**EXERCISE INPUT**
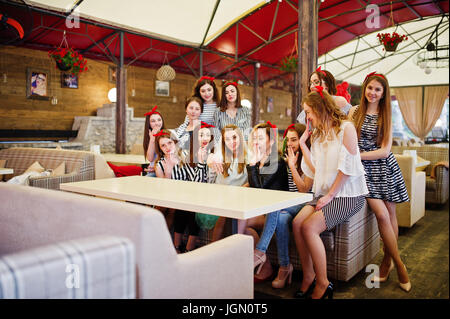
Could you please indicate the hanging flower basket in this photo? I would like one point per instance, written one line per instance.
(165, 73)
(68, 59)
(391, 41)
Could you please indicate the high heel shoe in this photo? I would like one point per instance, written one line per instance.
(328, 292)
(259, 261)
(385, 278)
(283, 274)
(305, 295)
(406, 286)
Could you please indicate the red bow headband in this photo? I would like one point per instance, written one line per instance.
(207, 78)
(290, 127)
(161, 133)
(153, 111)
(231, 83)
(319, 69)
(319, 89)
(374, 74)
(203, 125)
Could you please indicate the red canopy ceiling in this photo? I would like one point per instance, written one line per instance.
(266, 35)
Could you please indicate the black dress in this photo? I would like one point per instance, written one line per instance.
(384, 178)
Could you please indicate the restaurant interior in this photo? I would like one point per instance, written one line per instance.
(79, 219)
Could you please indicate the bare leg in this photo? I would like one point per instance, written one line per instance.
(389, 237)
(303, 252)
(311, 229)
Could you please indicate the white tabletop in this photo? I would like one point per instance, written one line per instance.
(124, 159)
(214, 199)
(5, 171)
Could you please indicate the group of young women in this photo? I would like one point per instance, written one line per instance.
(338, 152)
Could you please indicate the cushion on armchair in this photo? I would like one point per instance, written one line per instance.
(126, 170)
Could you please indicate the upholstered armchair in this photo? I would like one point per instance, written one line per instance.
(409, 213)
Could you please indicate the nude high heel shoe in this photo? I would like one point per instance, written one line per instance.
(283, 274)
(385, 278)
(406, 286)
(259, 261)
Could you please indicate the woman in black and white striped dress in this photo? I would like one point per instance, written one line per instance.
(206, 90)
(172, 163)
(231, 112)
(339, 187)
(383, 176)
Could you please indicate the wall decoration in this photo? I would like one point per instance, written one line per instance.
(269, 104)
(162, 88)
(37, 84)
(112, 74)
(69, 81)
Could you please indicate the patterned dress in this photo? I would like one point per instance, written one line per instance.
(384, 178)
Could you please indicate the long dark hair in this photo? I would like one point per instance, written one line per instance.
(147, 130)
(202, 81)
(223, 100)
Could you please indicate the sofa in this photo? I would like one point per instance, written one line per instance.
(349, 246)
(97, 267)
(437, 185)
(410, 212)
(79, 165)
(31, 217)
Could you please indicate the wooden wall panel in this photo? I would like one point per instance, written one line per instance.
(18, 112)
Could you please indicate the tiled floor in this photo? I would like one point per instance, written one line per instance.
(424, 249)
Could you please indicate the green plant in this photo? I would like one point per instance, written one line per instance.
(289, 64)
(69, 58)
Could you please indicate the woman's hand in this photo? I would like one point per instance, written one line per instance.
(292, 158)
(323, 201)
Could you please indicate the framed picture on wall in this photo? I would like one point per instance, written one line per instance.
(112, 74)
(37, 84)
(162, 88)
(69, 81)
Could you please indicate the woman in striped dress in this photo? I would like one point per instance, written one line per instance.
(231, 111)
(339, 187)
(173, 163)
(383, 176)
(206, 90)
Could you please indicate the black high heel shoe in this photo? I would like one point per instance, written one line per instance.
(328, 292)
(305, 295)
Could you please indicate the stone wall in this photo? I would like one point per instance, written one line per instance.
(101, 129)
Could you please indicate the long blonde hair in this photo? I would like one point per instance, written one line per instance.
(228, 155)
(384, 110)
(327, 112)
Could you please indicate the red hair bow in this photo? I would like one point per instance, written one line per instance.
(319, 69)
(374, 74)
(207, 78)
(161, 133)
(203, 125)
(153, 111)
(292, 126)
(319, 89)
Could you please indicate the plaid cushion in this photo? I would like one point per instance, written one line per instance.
(93, 267)
(80, 165)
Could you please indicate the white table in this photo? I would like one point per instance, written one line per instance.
(6, 171)
(220, 200)
(124, 159)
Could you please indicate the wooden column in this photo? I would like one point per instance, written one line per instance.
(121, 121)
(255, 106)
(308, 42)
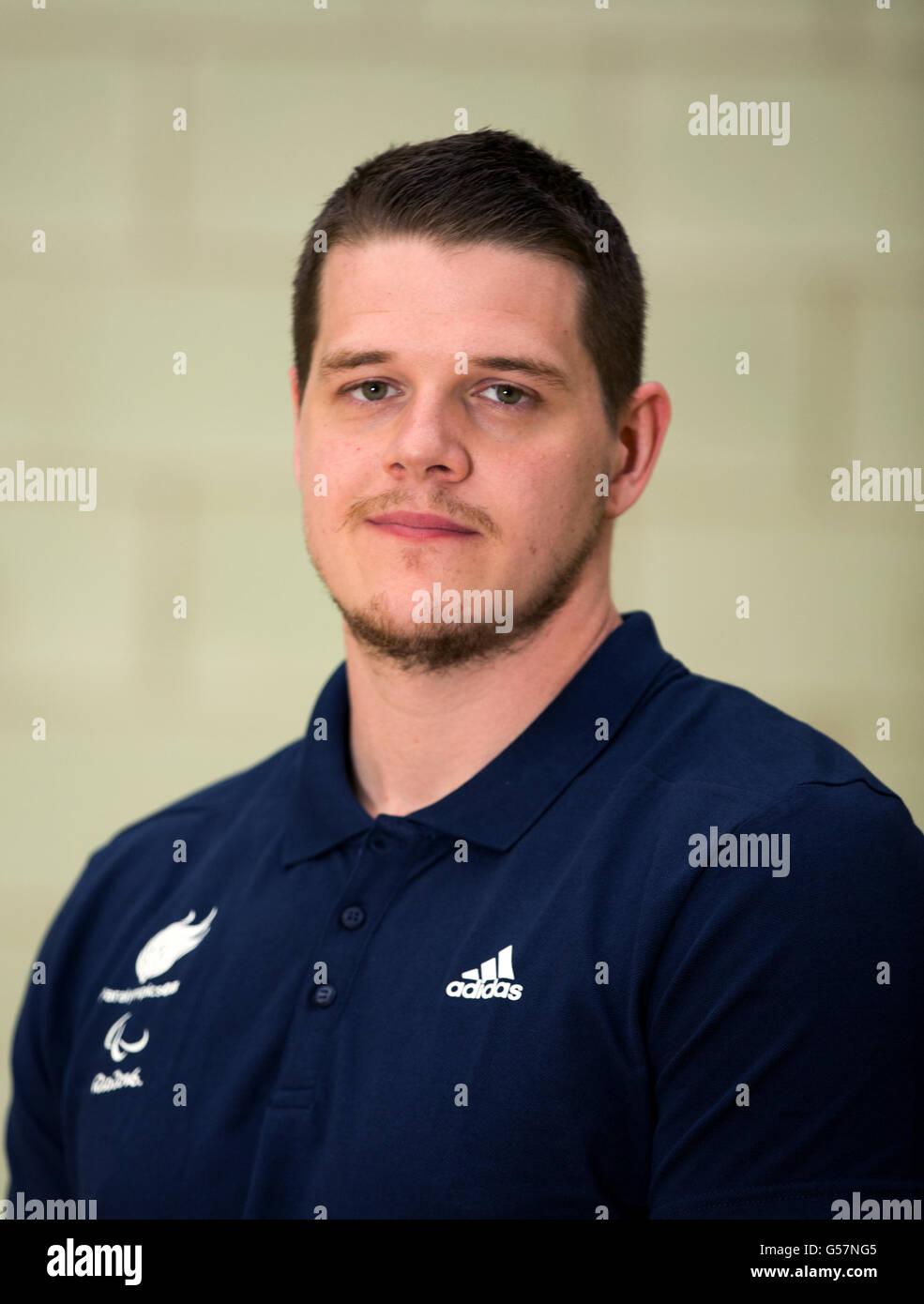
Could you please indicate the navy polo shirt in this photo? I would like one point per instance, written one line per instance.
(659, 959)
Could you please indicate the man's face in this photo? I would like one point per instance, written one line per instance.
(446, 423)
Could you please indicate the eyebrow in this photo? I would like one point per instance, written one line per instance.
(347, 360)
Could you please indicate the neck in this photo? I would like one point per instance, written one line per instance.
(416, 735)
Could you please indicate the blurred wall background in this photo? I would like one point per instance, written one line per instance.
(161, 241)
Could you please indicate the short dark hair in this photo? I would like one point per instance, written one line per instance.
(498, 188)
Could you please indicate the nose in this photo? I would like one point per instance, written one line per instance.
(425, 445)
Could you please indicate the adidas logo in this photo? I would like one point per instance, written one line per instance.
(491, 980)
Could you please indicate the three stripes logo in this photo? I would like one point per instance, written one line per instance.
(492, 979)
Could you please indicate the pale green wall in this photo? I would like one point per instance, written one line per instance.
(161, 241)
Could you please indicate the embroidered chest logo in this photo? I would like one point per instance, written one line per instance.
(154, 959)
(159, 955)
(492, 979)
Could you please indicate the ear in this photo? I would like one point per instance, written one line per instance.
(642, 437)
(296, 448)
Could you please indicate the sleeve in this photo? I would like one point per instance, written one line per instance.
(783, 1019)
(38, 1164)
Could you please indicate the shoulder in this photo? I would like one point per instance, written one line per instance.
(137, 866)
(700, 735)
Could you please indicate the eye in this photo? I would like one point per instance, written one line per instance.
(368, 391)
(509, 395)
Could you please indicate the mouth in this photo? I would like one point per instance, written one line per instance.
(420, 525)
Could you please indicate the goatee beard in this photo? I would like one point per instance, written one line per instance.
(444, 647)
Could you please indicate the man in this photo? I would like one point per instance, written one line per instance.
(533, 922)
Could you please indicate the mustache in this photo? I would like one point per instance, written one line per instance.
(438, 502)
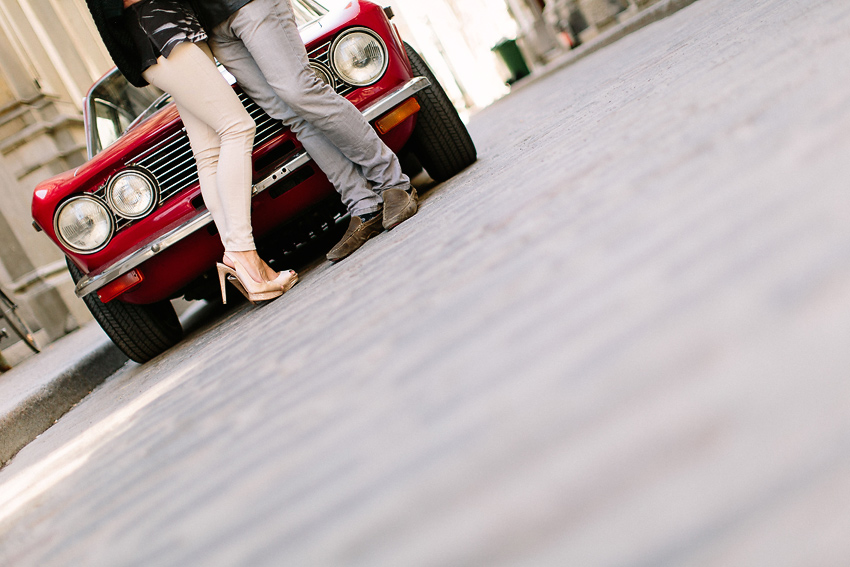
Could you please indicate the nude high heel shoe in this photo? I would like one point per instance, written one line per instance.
(253, 290)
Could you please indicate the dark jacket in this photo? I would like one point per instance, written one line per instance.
(213, 12)
(108, 17)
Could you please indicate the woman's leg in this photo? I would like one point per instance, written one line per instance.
(221, 134)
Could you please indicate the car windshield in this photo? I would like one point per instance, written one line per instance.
(114, 106)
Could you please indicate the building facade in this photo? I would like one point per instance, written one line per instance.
(50, 54)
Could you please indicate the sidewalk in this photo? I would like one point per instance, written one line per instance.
(38, 391)
(34, 394)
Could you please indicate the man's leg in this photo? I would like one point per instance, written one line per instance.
(268, 31)
(355, 190)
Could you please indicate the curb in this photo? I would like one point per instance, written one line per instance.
(651, 15)
(34, 394)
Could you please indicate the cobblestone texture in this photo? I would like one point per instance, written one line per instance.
(619, 339)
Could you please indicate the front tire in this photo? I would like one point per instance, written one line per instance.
(139, 331)
(440, 140)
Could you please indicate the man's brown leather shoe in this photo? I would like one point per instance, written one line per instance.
(357, 234)
(399, 205)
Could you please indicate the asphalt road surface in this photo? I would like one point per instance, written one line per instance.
(619, 339)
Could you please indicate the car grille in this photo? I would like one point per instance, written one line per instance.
(172, 163)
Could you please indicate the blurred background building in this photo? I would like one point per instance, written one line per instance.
(50, 53)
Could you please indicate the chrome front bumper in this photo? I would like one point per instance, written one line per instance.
(121, 266)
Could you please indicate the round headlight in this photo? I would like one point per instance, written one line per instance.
(359, 57)
(131, 193)
(84, 224)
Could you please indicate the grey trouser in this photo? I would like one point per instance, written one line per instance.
(260, 45)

**PROBLEM DESCRIPTION**
Except for the pictures, print the data above exactly.

**TASK ANSWER**
Could you please indicate the hanging flower basket in this photo? I would like one point per instance, written one line per instance.
(165, 73)
(68, 59)
(391, 41)
Could you please indicate the high heel shoe in this photo? I would like one point per instance, written one line per instance.
(328, 292)
(259, 261)
(385, 278)
(283, 274)
(305, 295)
(406, 286)
Could you please indicate the red bow headband in this photo? I would like one point per instance, written one line per instance.
(207, 78)
(290, 127)
(161, 133)
(153, 111)
(231, 83)
(319, 69)
(319, 89)
(374, 74)
(203, 125)
Could you please indicate the red canopy ceiling in this photo? I would like one point per instance, written one line per instance.
(266, 35)
Could you please indicate the black dress in this photo? I would like one point per instance, written one line per instance.
(384, 178)
Could you please indicate the restaurant interior in this photo? I would like one point per instance, written one line per instance.
(79, 219)
Could you please indicate the bare leg in this photo? I would like one point per instance, written one line per instance.
(389, 237)
(303, 252)
(311, 229)
Could you please indicate the white tabletop in this photo? I would like one point per instance, written one line per instance.
(124, 159)
(214, 199)
(5, 171)
Could you please indicate the group of young women in this photo? I would like one point per instance, written one line per instance.
(338, 152)
Could you please indicate the cushion on armchair in this photo? I would like one point per instance, written one line per instance.
(126, 170)
Could you please indicate the upholstered armchair in this photo? I would like one point per instance, written one line per instance.
(409, 213)
Could you please indicate the nude high heel shoe in this photo? I would like one point per instance, written one line per instance.
(283, 274)
(385, 278)
(406, 286)
(259, 261)
Could you please indicate the woman in black and white striped dress in this photo? I would like one point per instance, written one line per instance.
(206, 90)
(172, 163)
(231, 112)
(339, 187)
(383, 176)
Could you please indicate the wall decoration in this photo? I would like one point per instance, written one line per instance.
(269, 104)
(162, 88)
(37, 84)
(112, 74)
(69, 81)
Could you please indicate the patterned dress in this photo? I would like one point per instance, written one line per instance.
(384, 178)
Could you please indicate the long dark hair in this photo? I would like one point per instance, written one line per instance.
(147, 130)
(202, 81)
(223, 100)
Could you please indicate the sofa in this photo? I would like one point per instance, written one line per instance.
(349, 246)
(97, 267)
(437, 185)
(410, 212)
(79, 165)
(31, 217)
Could you please indicate the wooden wall panel in this photo? I would like one point per instance, written one line per instance.
(18, 112)
Could you please indicate the tiled floor in this photo? I would like one point per instance, written one line per instance.
(424, 249)
Could you please indicate the green plant in this photo? I would like one point per instance, written one line per instance.
(289, 64)
(69, 58)
Could you please indicate the woman's hand in this photo? I would like one point per instance, written one line per instance.
(292, 158)
(323, 201)
Could you please indicate the framed picture on wall in this photo? I would like one point per instance, written one line per instance.
(112, 74)
(37, 84)
(162, 88)
(69, 81)
Could you please indicate the woman in striped dress in this photo? I would like one point per instance, written one line per instance.
(231, 111)
(339, 187)
(173, 163)
(383, 176)
(206, 90)
Could you please indicate the black high heel shoe in this photo? I would like one point per instance, written one line per instance.
(328, 292)
(305, 295)
Could you please indicate the stone wall in this photo? I would like one point per instance, written one line per instance.
(101, 129)
Could you please indicate the long blonde hair in this photo? I would like one point per instance, written one line per instance.
(228, 155)
(384, 110)
(327, 112)
Could you please indicate the red hair bow in this photo? I would like one point per instance, written one line per instance.
(319, 69)
(374, 74)
(207, 78)
(161, 133)
(203, 125)
(153, 111)
(292, 126)
(319, 89)
Could you please indicate the plaid cushion in this photo? I would like one point per instance, written one line per instance.
(93, 267)
(80, 165)
Could you please indicate the white table in this photo? I would like one point per instance, written one line per instance.
(6, 171)
(220, 200)
(124, 159)
Could you please indicate the wooden column in this photo? I would like one point per instance, written one line per instance.
(121, 121)
(255, 106)
(308, 42)
Could you please indicate the navy polo shirt in this photo? I would like one point per instance, written one line per instance.
(659, 959)
Could you please indicate the man's face in this photo? I would like one point per instance, written one line per instance.
(446, 423)
Could you please indicate the eyebrow in this photo? I would like one point per instance, written one line per instance.
(347, 360)
Could you please indicate the neck in this photo? I would like one point per instance, written one line per instance.
(416, 735)
Could you please indicate the blurred wall background in this photo? I would like one point per instance, written one line per instance.
(161, 241)
Could you please indicate the short dark hair in this photo? I would like one point per instance, written one line per instance.
(498, 188)
Could you please indicate the nose in this photo? I would like one point per instance, written one line per instance.
(425, 445)
Could you please indicate the adidas logo in this photo? I would like one point per instance, written one line per instance.
(491, 980)
Could you please indicate the three stripes logo in this photo? I would like one point per instance, written one line per instance.
(492, 979)
Could you please indicate the pale green wall in this photo? I would like one point per instance, written one line per instance.
(161, 241)
Could you please indicate the embroidered chest logo in this photo? I would like one point per instance, written one line per instance.
(154, 959)
(159, 955)
(492, 979)
Could you please indicate the ear in this photo? I would like one point per instance, written one line per instance.
(642, 437)
(296, 448)
Could you please indicate the sleeve in this photo? I would like one point per instance, written one line per instance.
(783, 1019)
(38, 1164)
Could you please indicate the shoulder in this photo? I would like one point per instance, written one line per instance.
(137, 866)
(700, 735)
Could you please indicate the eye in this photo? I would like one point per instance, written one line per instance.
(368, 391)
(509, 395)
Could you please indicate the mouth in this photo? I would like one point per instance, written one line per instance.
(420, 525)
Could you please indicate the goatee beard in this photo? I would like one point per instance, written one line per instance.
(444, 647)
Could you please indicate the man in this photo? I would like one point per instance, written one line per instance.
(533, 922)
Could you please indicate the mustache in this photo? I would like one point per instance, written one line per instance.
(438, 502)
Could you please indicate the nude high heel shoe in this photo? I would like one point per instance, written one line per instance.
(253, 290)
Could you please indicate the dark jacket in this photo? I would like one point per instance, written one line per instance.
(213, 12)
(108, 17)
Could you please indicate the woman's leg in this photo? I would like one point per instance, written one line per instance.
(221, 134)
Could you please indicate the car windshield in this photo? I would like one point per instance, written one line per instance.
(114, 106)
Could you please indicate the building facade in this photo? I would like one point per instance, written one line per instance.
(50, 54)
Could you please indicate the sidewalk in this photo? I would like one point per instance, written one line per instance.
(38, 391)
(34, 394)
Could you please indicate the man's leg in this photo? I would like one point per instance, written one line per instance.
(268, 31)
(355, 190)
Could you please indicate the curb in this photo? I would like one point per instance, written one line per instance.
(651, 15)
(34, 394)
Could you please indicate the cobblestone texture in this photo? I would like one point per instance, written one line per instance.
(619, 339)
Could you please indicate the front tire in this photo? I would like one point per instance, written one line per instance.
(139, 331)
(440, 140)
Could you please indicate the man's brown leather shoe in this photo? I would like one point per instance, written one line per instance.
(357, 234)
(399, 205)
Could you please indicate the asphalt road surface in this photo? I would like one point per instance, written one line per instance.
(619, 339)
Could you please indicate the car grille in this photo? I would like one point per instance, written one line per instance.
(172, 163)
Could you please indicate the blurred background building in this photo? I would like one point per instance, written one line per instance.
(50, 53)
Could you please indicate the chrome front bumper in this photo? I would like one point per instance, written one line per instance.
(121, 266)
Could you please indicate the round headlight in this photo? I would like one point per instance, written one line per instance.
(359, 57)
(131, 193)
(84, 224)
Could you please indicate the grey trouser in this photo? I would like one point per instance, written one line per instance.
(260, 45)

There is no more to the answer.